**Provided passage**
— start —

Dear all,
I am facing a problem that seems to me more tricky now that it did at first
sight.
I have a collection of data which consist in frequency distributions: 6
patches had been proposed to female insects (for oviposition), 3 of them
corresponding to one treatment (A), the other 3 to another treatment (B).
The results are the number of patches that have been chosen for oviposition
by each female (0 to 3 patches can be used for oviposition, for each
treatment). Thus, the experiment is replicated (each female's choice is a
replication).
I am interested in testing if females do prefer one treatment to the other
(if they oviposit preferently on one sort of patch), i.e. testing the
goodness of fit of my data to an equal ratio of oviposition on patches A and B.
I intended to use the replicated goodness-of-fit test (G-statistic)
described in Sokal & Rohlf (1981): this test seemed accurate for such
data...

— end —

**Written tasks**
**1.** In the oviposition post, list each distinct number written in digits.
**2.** Continue the oviposition post from its last sentence.
The rows after this point have nothing to do with the oviposition post.

**Supplied records**
— start —

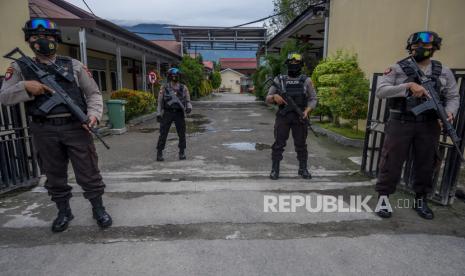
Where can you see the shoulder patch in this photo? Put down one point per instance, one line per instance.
(9, 73)
(387, 71)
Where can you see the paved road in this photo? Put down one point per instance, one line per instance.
(204, 216)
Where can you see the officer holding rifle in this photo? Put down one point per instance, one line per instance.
(298, 89)
(58, 136)
(408, 129)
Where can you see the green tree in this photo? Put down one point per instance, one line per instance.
(342, 88)
(192, 74)
(216, 79)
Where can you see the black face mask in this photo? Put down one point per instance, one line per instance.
(174, 78)
(294, 70)
(422, 53)
(43, 46)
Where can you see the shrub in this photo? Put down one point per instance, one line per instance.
(342, 88)
(138, 102)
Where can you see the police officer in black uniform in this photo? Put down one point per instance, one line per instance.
(300, 88)
(173, 104)
(59, 137)
(405, 131)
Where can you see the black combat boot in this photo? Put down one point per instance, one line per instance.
(421, 206)
(160, 156)
(384, 212)
(64, 216)
(274, 175)
(303, 171)
(103, 218)
(182, 154)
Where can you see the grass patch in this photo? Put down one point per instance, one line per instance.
(344, 130)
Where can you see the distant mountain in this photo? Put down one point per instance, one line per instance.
(152, 31)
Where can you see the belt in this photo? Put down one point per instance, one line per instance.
(57, 121)
(173, 109)
(411, 117)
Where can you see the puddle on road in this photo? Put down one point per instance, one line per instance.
(244, 146)
(242, 130)
(195, 123)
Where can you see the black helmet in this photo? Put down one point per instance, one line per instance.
(41, 26)
(294, 56)
(424, 37)
(174, 72)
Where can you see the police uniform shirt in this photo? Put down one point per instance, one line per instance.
(160, 106)
(13, 90)
(391, 84)
(311, 94)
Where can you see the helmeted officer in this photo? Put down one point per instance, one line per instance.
(57, 136)
(299, 87)
(405, 131)
(173, 104)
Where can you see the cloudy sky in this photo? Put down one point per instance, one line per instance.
(180, 12)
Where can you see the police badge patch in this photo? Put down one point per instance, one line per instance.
(9, 73)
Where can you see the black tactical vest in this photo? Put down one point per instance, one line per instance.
(71, 88)
(295, 88)
(405, 104)
(180, 93)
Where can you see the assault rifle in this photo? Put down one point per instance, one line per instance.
(58, 96)
(433, 103)
(291, 105)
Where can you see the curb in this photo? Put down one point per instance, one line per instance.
(356, 143)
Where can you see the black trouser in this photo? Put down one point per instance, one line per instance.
(56, 145)
(400, 137)
(170, 116)
(283, 125)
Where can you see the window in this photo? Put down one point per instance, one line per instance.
(101, 79)
(113, 81)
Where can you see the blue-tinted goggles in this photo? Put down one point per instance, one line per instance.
(424, 37)
(174, 71)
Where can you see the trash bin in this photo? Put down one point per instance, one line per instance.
(116, 113)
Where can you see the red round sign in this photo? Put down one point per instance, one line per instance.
(152, 77)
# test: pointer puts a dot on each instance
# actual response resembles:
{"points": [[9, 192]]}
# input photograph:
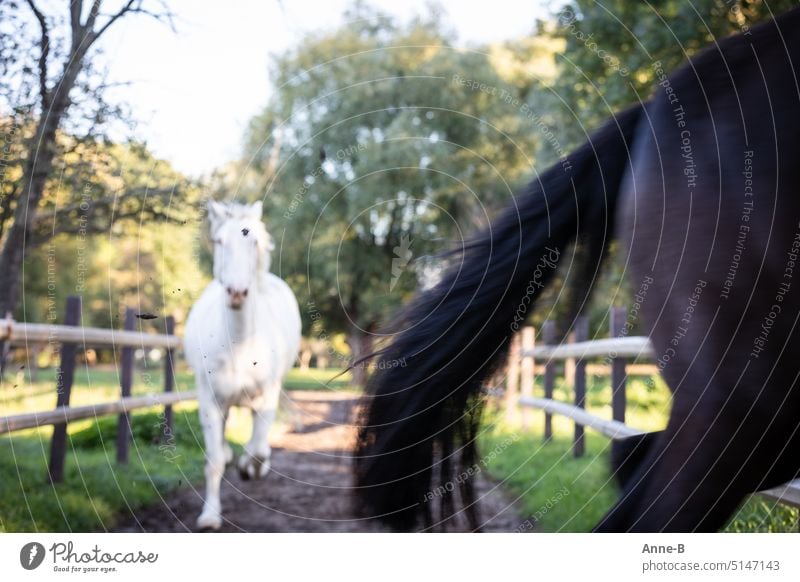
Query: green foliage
{"points": [[122, 231], [571, 495], [375, 154], [95, 490]]}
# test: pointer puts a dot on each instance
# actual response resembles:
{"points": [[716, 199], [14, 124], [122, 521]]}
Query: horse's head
{"points": [[242, 248]]}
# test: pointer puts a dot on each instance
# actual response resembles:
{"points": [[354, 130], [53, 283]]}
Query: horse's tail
{"points": [[419, 418]]}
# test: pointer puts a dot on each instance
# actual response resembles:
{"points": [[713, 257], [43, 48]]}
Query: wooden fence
{"points": [[618, 351], [70, 336]]}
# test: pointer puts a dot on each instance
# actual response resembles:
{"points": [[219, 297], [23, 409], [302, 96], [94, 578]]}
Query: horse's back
{"points": [[712, 209], [279, 320]]}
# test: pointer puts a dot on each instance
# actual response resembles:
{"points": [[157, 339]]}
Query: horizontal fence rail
{"points": [[618, 351], [72, 335], [22, 333], [626, 347], [67, 414]]}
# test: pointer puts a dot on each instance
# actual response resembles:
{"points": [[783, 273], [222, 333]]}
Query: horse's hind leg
{"points": [[212, 420], [255, 462], [629, 454], [706, 462]]}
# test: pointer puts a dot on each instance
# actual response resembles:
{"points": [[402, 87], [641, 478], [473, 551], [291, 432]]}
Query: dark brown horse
{"points": [[703, 182]]}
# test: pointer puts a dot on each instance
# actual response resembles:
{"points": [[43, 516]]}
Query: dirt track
{"points": [[308, 487]]}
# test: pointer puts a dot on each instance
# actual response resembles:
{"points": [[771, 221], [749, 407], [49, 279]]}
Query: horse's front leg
{"points": [[710, 457], [255, 462], [212, 419]]}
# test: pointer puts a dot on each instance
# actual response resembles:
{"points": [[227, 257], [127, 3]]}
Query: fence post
{"points": [[549, 337], [66, 374], [126, 382], [169, 379], [512, 381], [581, 335], [618, 373], [526, 382]]}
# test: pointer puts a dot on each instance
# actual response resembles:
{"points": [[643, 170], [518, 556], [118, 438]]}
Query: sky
{"points": [[192, 92]]}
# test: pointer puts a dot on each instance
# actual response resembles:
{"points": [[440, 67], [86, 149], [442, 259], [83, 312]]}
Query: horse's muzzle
{"points": [[236, 297]]}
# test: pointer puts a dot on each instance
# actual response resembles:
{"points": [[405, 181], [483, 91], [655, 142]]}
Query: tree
{"points": [[382, 146], [62, 76]]}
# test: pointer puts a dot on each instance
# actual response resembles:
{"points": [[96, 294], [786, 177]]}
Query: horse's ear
{"points": [[256, 210]]}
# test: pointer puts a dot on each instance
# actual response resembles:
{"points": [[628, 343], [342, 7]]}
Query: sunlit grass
{"points": [[97, 491], [571, 495]]}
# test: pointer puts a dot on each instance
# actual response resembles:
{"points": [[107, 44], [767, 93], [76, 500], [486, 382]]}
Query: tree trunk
{"points": [[38, 166], [360, 345]]}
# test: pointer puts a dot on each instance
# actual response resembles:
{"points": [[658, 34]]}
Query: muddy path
{"points": [[308, 488]]}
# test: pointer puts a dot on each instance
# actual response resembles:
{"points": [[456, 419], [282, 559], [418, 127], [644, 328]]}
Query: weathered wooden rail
{"points": [[618, 351], [70, 336]]}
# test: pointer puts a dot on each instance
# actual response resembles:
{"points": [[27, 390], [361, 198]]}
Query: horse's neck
{"points": [[241, 324]]}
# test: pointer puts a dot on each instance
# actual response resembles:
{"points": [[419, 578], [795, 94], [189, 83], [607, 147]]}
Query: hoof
{"points": [[253, 467], [209, 521]]}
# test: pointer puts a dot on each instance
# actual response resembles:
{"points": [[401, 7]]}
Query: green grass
{"points": [[97, 491], [566, 494]]}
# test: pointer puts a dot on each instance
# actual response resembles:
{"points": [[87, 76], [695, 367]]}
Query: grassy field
{"points": [[96, 491], [567, 494], [571, 495]]}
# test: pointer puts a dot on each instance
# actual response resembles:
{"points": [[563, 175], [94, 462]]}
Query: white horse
{"points": [[241, 338]]}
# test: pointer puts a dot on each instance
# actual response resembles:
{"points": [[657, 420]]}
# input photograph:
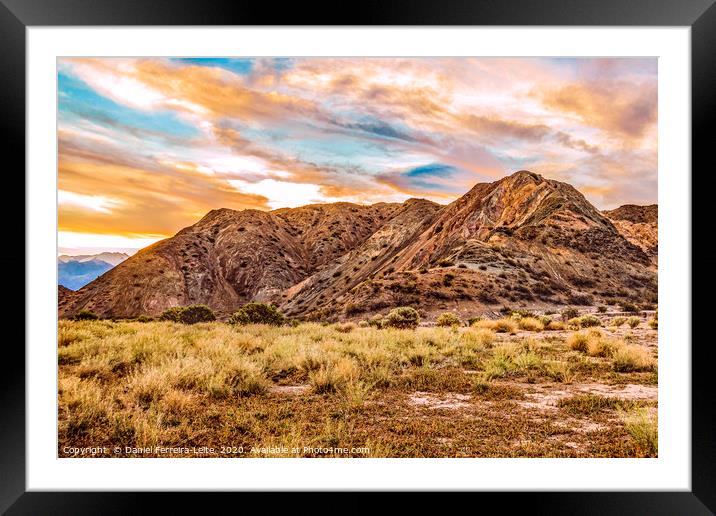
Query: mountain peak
{"points": [[525, 174], [522, 238]]}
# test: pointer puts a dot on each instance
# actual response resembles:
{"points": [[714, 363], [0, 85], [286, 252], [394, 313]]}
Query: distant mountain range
{"points": [[522, 241], [74, 272]]}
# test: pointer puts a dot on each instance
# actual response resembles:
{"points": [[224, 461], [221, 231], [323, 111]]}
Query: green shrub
{"points": [[629, 307], [618, 321], [193, 314], [258, 313], [587, 321], [86, 315], [376, 321], [472, 320], [172, 314], [404, 317], [448, 319], [569, 313], [190, 314], [633, 322]]}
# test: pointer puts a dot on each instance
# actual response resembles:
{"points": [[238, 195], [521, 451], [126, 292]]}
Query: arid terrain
{"points": [[523, 241], [501, 388], [517, 321]]}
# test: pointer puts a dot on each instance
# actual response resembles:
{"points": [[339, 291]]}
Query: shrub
{"points": [[473, 320], [579, 342], [172, 314], [633, 358], [344, 328], [193, 314], [447, 319], [499, 325], [629, 307], [633, 322], [569, 313], [258, 313], [554, 326], [477, 338], [447, 279], [86, 315], [618, 321], [561, 372], [530, 324], [352, 309], [404, 317], [376, 321], [643, 428], [588, 321]]}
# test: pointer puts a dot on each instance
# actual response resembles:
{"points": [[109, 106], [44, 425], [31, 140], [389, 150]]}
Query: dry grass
{"points": [[211, 384], [530, 324], [643, 427], [498, 325]]}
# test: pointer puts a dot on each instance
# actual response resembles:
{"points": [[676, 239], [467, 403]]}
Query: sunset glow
{"points": [[147, 146]]}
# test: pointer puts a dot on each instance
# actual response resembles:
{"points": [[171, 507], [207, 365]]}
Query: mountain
{"points": [[75, 272], [111, 258], [521, 241], [639, 225]]}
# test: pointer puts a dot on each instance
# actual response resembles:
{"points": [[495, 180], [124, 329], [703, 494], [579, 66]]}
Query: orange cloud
{"points": [[624, 110]]}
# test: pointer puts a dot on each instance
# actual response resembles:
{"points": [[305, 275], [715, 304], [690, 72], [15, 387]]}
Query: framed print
{"points": [[449, 250]]}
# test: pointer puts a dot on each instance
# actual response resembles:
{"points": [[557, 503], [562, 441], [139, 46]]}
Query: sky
{"points": [[147, 146]]}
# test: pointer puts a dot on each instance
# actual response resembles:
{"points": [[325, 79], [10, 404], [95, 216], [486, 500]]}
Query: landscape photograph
{"points": [[317, 257]]}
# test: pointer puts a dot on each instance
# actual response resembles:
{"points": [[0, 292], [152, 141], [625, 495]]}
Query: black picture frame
{"points": [[17, 15]]}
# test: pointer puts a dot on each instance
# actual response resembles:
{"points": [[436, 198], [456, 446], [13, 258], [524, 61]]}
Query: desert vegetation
{"points": [[523, 385]]}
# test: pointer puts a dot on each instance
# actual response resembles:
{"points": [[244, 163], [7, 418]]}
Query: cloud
{"points": [[148, 145], [624, 110]]}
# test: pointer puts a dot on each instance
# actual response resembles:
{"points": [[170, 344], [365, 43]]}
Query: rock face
{"points": [[639, 225], [520, 241]]}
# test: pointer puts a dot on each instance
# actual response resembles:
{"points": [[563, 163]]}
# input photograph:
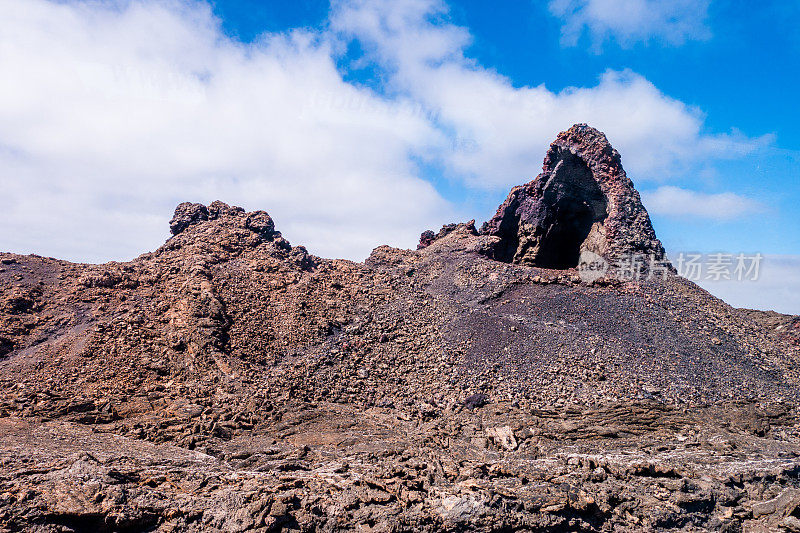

— end —

**Outputs in order**
**1.** 6, 3, 0, 1981

**2.**
But a first problem is that some frequencies in my data set are = 0... I
wonder if an x->( x + 1) transformation could be reasonnably performed to
permit the taking of ln(X) in calculations.
Moreover, low frequencies (less than 5) are usually reported as a problem
for G-tests, and because my females had only the choice to oviposit on 6
patches (3 for treatment A, 3 for treatment B), I have indeed low frequencies!
Do you know another way to perform such an analysis, more accurate in my
case (or do you thing a G-test could nevertheless be used)?
I hope my explanations were comprehensible, and if it isn't the case,
don't
hesitate to ask for more.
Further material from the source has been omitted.